The problem:
Format the lines below as a numbered list, from the line containing "Above is a UI screenshot. Highlight the light" through the line containing "[836,7,976,124]", both included. Leave out any blank lines.

The data:
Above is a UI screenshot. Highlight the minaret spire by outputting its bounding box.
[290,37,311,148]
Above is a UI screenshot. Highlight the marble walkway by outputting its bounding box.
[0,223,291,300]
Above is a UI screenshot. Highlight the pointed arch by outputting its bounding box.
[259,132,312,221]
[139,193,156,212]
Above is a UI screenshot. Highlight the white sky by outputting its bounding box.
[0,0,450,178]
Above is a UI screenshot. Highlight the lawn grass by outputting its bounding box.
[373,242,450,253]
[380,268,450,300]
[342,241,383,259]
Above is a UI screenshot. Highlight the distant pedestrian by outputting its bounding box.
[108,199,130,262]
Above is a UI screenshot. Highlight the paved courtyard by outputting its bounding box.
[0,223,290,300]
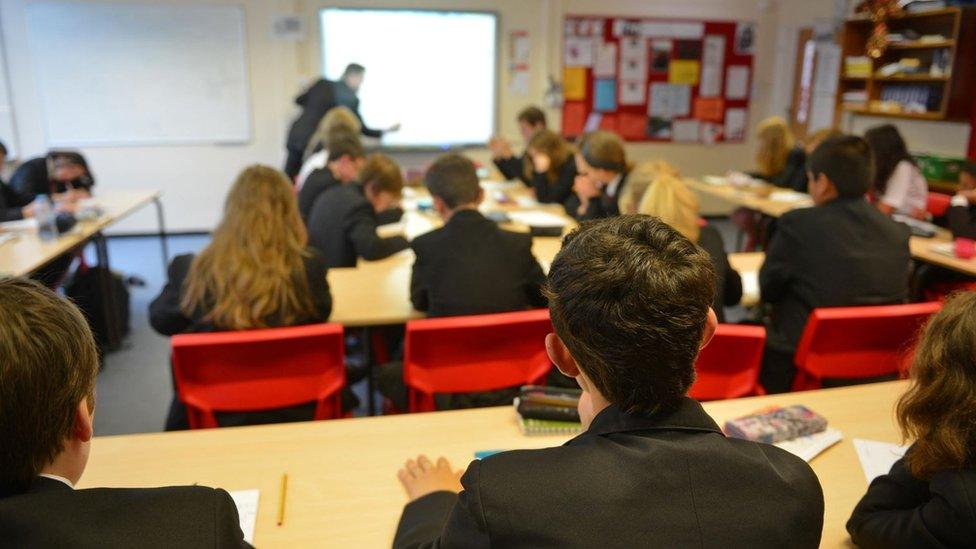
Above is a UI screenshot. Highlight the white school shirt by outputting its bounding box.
[881,160,929,215]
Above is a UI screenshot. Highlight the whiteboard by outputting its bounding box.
[27,2,251,147]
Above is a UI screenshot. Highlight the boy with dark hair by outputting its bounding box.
[298,132,366,220]
[394,215,824,548]
[488,106,546,186]
[307,154,410,269]
[759,136,911,393]
[0,279,249,548]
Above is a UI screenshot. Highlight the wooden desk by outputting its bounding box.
[0,191,162,276]
[80,381,906,547]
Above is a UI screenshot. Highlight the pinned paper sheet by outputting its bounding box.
[230,489,261,545]
[564,37,593,67]
[563,67,586,101]
[593,79,617,112]
[668,60,701,86]
[695,97,725,122]
[593,42,617,78]
[725,65,749,99]
[854,438,908,484]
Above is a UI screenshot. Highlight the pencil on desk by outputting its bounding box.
[278,473,288,526]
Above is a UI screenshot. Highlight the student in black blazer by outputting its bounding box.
[308,154,410,269]
[0,279,249,548]
[298,132,366,222]
[488,107,546,185]
[759,136,911,392]
[393,215,824,548]
[565,131,630,221]
[847,292,976,549]
[10,151,95,200]
[525,130,576,204]
[149,166,332,430]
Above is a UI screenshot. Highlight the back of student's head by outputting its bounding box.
[359,153,403,197]
[180,166,314,330]
[424,153,481,209]
[864,124,914,193]
[756,116,796,177]
[325,132,366,162]
[547,215,715,413]
[305,105,363,157]
[516,106,546,128]
[576,130,628,173]
[637,174,701,242]
[807,135,872,198]
[0,278,98,496]
[897,292,976,479]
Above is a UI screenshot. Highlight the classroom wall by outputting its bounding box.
[0,0,966,233]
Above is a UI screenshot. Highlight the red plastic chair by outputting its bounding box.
[403,309,552,412]
[793,302,942,391]
[688,324,766,400]
[925,193,952,217]
[171,324,346,429]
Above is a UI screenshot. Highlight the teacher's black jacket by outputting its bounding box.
[393,398,824,549]
[847,452,976,549]
[410,210,546,317]
[0,477,250,549]
[759,198,911,352]
[308,183,410,269]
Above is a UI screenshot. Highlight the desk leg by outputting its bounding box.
[153,196,169,275]
[92,233,122,351]
[363,326,376,416]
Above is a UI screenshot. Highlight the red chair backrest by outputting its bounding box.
[925,193,952,217]
[403,309,552,411]
[795,302,942,379]
[171,324,346,429]
[688,324,766,400]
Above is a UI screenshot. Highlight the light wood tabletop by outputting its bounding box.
[0,191,159,276]
[79,381,906,547]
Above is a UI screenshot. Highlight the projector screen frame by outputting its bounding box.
[315,6,502,153]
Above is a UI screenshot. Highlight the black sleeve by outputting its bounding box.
[847,459,948,549]
[305,248,332,322]
[410,242,430,311]
[946,206,976,238]
[759,214,800,303]
[346,203,410,261]
[393,461,491,549]
[213,488,251,549]
[149,255,193,336]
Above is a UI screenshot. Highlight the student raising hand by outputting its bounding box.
[397,454,464,501]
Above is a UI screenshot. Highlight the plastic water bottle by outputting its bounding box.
[34,194,58,240]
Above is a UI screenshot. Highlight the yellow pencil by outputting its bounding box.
[278,473,288,526]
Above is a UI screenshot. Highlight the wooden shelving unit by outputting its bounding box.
[836,7,976,124]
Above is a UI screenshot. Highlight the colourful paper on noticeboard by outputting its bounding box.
[694,97,725,122]
[563,67,586,101]
[563,103,586,136]
[668,60,701,86]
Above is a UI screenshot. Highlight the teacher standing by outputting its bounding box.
[285,63,400,179]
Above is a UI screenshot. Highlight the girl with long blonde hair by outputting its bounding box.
[149,166,332,429]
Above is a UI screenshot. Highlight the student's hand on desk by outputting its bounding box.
[397,454,464,501]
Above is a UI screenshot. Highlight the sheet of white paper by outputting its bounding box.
[671,120,701,143]
[508,210,568,227]
[854,438,908,484]
[564,37,593,67]
[647,82,691,118]
[725,65,749,99]
[773,427,844,462]
[593,42,617,78]
[230,489,261,544]
[617,80,647,105]
[698,36,725,97]
[725,109,747,141]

Exercise result:
1. Above is a UI screenshot. Highlight the light wood tabletop by outputting its bounding box.
2. [0,191,159,276]
3. [79,381,906,547]
4. Above is a UI screenshot. Highlight the projector screen frame by outputting its bounding box.
5. [315,6,502,153]
6. Above is a UI screenshot. Highlight the black sleeve by outputting its bounding box.
7. [847,459,948,549]
8. [305,248,332,322]
9. [410,242,430,311]
10. [946,206,976,238]
11. [759,214,800,303]
12. [346,203,410,261]
13. [393,461,491,549]
14. [213,488,251,549]
15. [149,255,193,336]
16. Above is a UI screenshot. Highlight the student raising hand by outputting its bounding box.
17. [397,454,464,501]
18. Above is a UI screenshot. Highlight the plastic water bottle by outputting its bounding box.
19. [34,194,58,240]
20. Above is a UI screenshot. Highlight the yellow pencil by outputting its bounding box.
21. [278,473,288,526]
22. Above is a UI screenshot. Highlight the wooden shelving unit by outputting its bounding box.
23. [836,7,976,124]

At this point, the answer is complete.